**Exercise instructions**
Line by line, retype the data exactly as it is given.
────
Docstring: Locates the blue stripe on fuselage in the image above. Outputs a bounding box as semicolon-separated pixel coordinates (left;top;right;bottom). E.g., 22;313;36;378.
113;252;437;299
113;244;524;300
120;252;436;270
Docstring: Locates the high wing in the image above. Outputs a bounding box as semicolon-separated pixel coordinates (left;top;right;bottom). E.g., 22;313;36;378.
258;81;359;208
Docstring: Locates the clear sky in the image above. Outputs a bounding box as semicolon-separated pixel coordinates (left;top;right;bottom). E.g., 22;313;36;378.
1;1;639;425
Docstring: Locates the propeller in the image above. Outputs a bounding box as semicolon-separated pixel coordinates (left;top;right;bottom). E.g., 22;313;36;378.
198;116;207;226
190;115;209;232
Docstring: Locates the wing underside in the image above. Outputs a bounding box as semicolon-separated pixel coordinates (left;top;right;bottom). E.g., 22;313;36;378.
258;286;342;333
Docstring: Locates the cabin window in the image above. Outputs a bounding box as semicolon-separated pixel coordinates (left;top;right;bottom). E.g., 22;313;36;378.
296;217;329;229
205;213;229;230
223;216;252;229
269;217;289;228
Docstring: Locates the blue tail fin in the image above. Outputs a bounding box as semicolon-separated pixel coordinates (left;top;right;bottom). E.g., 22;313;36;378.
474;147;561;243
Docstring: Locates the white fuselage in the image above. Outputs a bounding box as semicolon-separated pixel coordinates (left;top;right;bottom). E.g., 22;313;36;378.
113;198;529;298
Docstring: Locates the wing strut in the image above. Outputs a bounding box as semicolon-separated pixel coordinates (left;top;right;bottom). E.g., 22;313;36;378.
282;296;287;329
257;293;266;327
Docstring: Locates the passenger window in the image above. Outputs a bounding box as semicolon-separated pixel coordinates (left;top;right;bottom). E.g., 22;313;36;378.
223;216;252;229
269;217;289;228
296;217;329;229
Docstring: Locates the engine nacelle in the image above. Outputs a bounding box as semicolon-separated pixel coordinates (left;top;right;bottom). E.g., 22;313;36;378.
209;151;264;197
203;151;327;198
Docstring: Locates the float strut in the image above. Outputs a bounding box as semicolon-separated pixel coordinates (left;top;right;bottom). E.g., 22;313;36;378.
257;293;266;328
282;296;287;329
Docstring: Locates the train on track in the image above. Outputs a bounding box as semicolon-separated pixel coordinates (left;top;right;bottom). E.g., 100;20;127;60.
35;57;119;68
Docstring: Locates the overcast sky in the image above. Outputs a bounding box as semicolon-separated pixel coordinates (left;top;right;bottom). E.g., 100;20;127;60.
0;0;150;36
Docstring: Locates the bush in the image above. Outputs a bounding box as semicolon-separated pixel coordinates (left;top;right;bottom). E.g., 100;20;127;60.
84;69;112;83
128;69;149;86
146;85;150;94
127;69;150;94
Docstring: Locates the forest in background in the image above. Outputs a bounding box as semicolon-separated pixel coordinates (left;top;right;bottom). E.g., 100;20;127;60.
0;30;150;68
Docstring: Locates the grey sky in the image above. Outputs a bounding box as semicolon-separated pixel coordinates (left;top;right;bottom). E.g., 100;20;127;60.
────
**Worked solution**
Docstring: Locates the blue stripe on fuselage in the image above. Outputs a bounding box as semicolon-separated pixel coordinates (left;top;right;bottom). E.g., 22;313;36;378.
113;252;437;299
113;244;524;300
120;252;436;270
Docstring: Locates the high wing in the image above. Outputs a bounding box as semicolon-separated pixel coordinates (left;top;right;bottom). E.g., 22;313;36;378.
258;81;359;208
Docstring: Locates the clear sky in the image above. Outputs a bounding box as semicolon-separated pixel coordinates (left;top;right;bottom). E.g., 22;313;36;378.
1;1;639;425
Docstring: Locates the propeller in the image above. Outputs a bounding box as semicolon-separated pixel coordinates (left;top;right;bottom). E.g., 22;313;36;378.
198;116;207;226
190;115;209;232
Docstring: Locates the wing underside in the image above. Outputs a bounding box as semicolon-separated pixel coordinates (left;top;right;bottom). E.g., 22;313;36;378.
258;286;342;333
Docstring: Locates the cabin window in the image above. Outputs a bounding box as semicolon-separated pixel coordinates (left;top;right;bottom). E.g., 22;313;36;378.
296;217;329;229
205;213;229;230
223;216;252;229
269;217;289;228
Docstring: Locates the blue tail fin in the image above. Outputs a bounding box as semicolon-separated pixel coordinates (left;top;right;bottom). E.g., 22;313;36;378.
474;147;561;243
Docstring: Locates the white fuselage in the image above. Outputs a bounding box as semicolon-separated pixel coordinates (left;top;right;bottom). E.g., 22;313;36;378.
113;198;529;298
Docstring: Locates the wing strut in the image above. Outputs a bounding box as semicolon-separated pixel coordinates (left;top;right;bottom). E.g., 22;313;36;378.
282;296;287;329
257;293;266;327
Docstring: Locates the passenger window in the image above. Outputs a bounding box as semicolon-separated pixel coordinates (left;top;right;bottom). E.g., 22;313;36;378.
223;216;252;229
269;217;289;228
296;217;329;229
Docstring: Locates the engine nacelle in the image above. Outputs a bounding box as semicolon-separated pixel coordinates (left;top;right;bottom). E.g., 22;313;36;378.
209;151;264;197
203;151;327;198
Docstring: Locates the float strut in the image above. Outputs a bounding box as semicolon-separated pixel coordinates (left;top;right;bottom). E.g., 22;313;36;378.
257;293;266;328
282;296;287;329
Docstring: Locates the train on track in the image above. Outputs a bounding box as semicolon-separated pixel coordinates (left;top;right;bottom). E.g., 100;20;127;60.
35;57;119;68
Docstring: Locates the overcast sky in the image above. Outputs a bounding box as semicolon-separated pixel coordinates (left;top;right;bottom). E.g., 100;20;127;60.
0;0;150;36
Docstring: Locates the bush in the image above. Outputs a bounding box as semicolon-separated pixel coordinates (left;top;right;bottom). E.g., 100;20;127;60.
84;69;112;83
128;69;149;86
146;85;150;94
127;69;150;94
Docstring: Locates the forest in background in the image above. Outputs a bounding box as semicolon-separated pixel coordinates (left;top;right;bottom). E.g., 100;20;127;60.
0;30;150;68
Docstring: Locates the grey sky in the image above. Outputs a bounding box as semicolon-separated pixel coordinates (left;top;right;bottom). E.g., 100;20;127;60.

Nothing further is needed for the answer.